**Prompt 1:** According to the excerpt about violence against children, how many child abuse reports were there in 1989?
**Prompt 2:** Continue the excerpt about violence against children from where it stops.

**Document extract:**
%%
All too often it is cocaine, the poisonous solace common to the golf club and the ghetto. It is not only the violence of the drug culture that threatens children; it is also the lure of the easy money that turns 11-year-olds into drug runners. "Alienated is too weak a word to describe these kids," says Edward Loughran, a 10-year veteran of the juvenile-justice system in Massachusetts. "They don't value their lives or anyone else's life. Their values system says, 'I am here alone. I don't care what society says.' A lot of these kids are dying young deaths and don't care because they don't feel there is any reason to aspire to anything else."
Violence in the neighborhood is bad enough. Violence in the home is devastating. Reports of child abuse have soared from 600,000 in 1979 to 2.4 million in 1989, a searing testimony to the enduring role of children as the easiest victims. In New York City, half of all abuse reports are repeat cases of children who have had to be rescued before, only to be returned to an abusive home.
When two-year-old "Rebecca" accidentally soiled her underwear, her mother and the mother's boyfriend were not pleased. So they heated up some cooking oil, held Rebecca down and poured it over her. Then they waited a week or so before Rebecca's mother, unable to stand the stench of the child's legs, which were rotting from gangrene, took her to the hospital. After a month's stay that saved her legs, Rebecca was able to move to a foster home. From there she went to live with her paternal grandmother, who had plenty of room: all four of her sons were in state prison.
%%
**Data provided:**
%%
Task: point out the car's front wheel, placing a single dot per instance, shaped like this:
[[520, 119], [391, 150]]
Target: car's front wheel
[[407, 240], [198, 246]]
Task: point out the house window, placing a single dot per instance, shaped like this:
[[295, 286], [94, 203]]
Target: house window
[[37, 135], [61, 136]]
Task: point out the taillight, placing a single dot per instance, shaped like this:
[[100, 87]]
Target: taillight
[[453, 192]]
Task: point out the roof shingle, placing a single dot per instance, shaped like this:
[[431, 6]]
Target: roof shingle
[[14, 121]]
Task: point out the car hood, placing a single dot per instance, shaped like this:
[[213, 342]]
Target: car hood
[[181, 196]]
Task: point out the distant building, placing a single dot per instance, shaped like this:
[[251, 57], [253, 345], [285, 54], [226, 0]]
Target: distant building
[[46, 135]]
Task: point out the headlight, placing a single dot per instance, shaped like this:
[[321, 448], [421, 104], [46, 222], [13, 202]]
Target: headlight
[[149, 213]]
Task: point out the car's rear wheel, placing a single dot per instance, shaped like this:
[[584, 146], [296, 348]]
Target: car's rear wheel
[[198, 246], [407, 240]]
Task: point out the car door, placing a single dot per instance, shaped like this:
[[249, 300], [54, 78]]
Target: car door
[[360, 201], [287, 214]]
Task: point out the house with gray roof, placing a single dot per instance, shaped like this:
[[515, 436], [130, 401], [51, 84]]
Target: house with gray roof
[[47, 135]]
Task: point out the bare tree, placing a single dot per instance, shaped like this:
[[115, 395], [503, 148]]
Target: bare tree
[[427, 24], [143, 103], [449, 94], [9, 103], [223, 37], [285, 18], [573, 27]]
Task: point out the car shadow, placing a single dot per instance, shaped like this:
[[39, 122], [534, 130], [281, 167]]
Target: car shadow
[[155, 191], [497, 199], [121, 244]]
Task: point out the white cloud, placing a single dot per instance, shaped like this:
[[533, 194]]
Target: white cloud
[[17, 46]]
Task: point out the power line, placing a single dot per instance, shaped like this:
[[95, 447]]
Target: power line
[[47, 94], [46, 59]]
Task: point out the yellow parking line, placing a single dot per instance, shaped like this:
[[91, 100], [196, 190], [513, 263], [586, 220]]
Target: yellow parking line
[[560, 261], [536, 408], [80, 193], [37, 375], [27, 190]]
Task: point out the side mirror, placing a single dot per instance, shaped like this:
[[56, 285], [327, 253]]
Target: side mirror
%%
**Exercise result 1:** There were 2.4 million reports of child abuse in 1989.

**Exercise result 2:**
Around the country there are hundreds of thousands of other children who scream for help from overburdened teachers, understaffed social service agencies, crowded courts and a gridlocked foster-care system. To dismiss child abuse as a personal, private tragedy misses the larger point entirely. If children are not protected from their abusers, then the public will one day have to be protected from the children. To walk through death row in any prison is to learn what child abuse can lead to when it ripens. According to attorneys who have represented them, roughly 4 out of 5 death row inmates were abused as children.